▶ _TASK OBJECTIVE_:
Please reproduce the data below exactly, from the first line through the line containing "Target: green tartan skirt", and leave every later line out.

▶ _SUPPLIED ENTRIES_:
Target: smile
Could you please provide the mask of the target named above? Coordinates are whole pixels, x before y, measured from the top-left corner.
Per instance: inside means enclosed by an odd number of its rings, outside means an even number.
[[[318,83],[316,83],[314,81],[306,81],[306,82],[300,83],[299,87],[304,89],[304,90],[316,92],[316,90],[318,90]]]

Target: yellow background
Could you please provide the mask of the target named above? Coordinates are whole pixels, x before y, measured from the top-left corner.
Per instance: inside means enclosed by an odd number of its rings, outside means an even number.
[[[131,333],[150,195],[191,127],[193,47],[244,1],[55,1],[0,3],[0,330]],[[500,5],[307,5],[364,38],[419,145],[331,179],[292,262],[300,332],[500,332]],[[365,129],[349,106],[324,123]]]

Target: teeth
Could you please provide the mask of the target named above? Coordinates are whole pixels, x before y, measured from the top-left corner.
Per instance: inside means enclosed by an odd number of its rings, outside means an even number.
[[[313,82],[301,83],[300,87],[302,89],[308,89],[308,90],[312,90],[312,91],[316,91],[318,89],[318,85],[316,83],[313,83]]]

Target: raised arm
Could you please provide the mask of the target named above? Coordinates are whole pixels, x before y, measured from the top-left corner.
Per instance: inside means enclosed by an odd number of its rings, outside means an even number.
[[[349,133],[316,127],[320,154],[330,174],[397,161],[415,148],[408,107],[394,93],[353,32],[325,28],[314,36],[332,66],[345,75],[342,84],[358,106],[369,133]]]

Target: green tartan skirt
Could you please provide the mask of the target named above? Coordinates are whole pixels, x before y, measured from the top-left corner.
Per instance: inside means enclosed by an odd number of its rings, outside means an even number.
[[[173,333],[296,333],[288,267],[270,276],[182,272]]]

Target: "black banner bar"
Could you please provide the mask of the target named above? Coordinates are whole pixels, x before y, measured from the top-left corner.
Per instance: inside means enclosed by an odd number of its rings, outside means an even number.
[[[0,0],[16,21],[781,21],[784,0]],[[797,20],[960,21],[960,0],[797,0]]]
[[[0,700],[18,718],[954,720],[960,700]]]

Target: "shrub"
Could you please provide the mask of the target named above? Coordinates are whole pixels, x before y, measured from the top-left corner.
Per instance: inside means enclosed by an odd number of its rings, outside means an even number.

▶ _WORKED SOLUTION_:
Target: smile
Could you please provide the mask of the target named above? Coordinates are whole pixels, x before y, measured from the top-left corner.
Per instance: inside means enclosed by an odd number of its rings, outside means an even number.
[[[318,83],[316,83],[314,81],[306,81],[306,82],[300,83],[299,87],[304,89],[304,90],[316,92],[316,90],[318,90]]]

Target: yellow background
Could you please provide the mask of the target named above? Coordinates are whole pixels, x before y, measured from the top-left corner.
Per instance: inside means enclosed by an odd number of its rings, outside means an even number.
[[[131,333],[150,195],[191,127],[193,47],[244,1],[55,1],[0,3],[0,330]],[[500,5],[307,5],[364,38],[419,145],[331,179],[292,262],[300,332],[500,332]],[[365,129],[349,106],[324,123]]]

Target: teeth
Could you please provide the mask of the target named above? Coordinates are whole pixels, x before y, measured from the top-left corner.
Per instance: inside means enclosed by an odd number of its rings, outside means an even number.
[[[313,82],[301,83],[300,87],[302,89],[308,89],[308,90],[312,90],[312,91],[316,91],[318,89],[318,85],[316,83],[313,83]]]

Target: raised arm
Could you please provide the mask of the target named above? Coordinates are whole pixels, x before y, measured from the top-left corner.
Per instance: inside means enclosed by an odd number of its rings, outside means an even number.
[[[349,133],[316,127],[320,154],[330,174],[397,161],[415,148],[408,107],[394,93],[353,32],[325,28],[314,36],[332,66],[345,75],[342,84],[358,106],[369,133]]]

Target: green tartan skirt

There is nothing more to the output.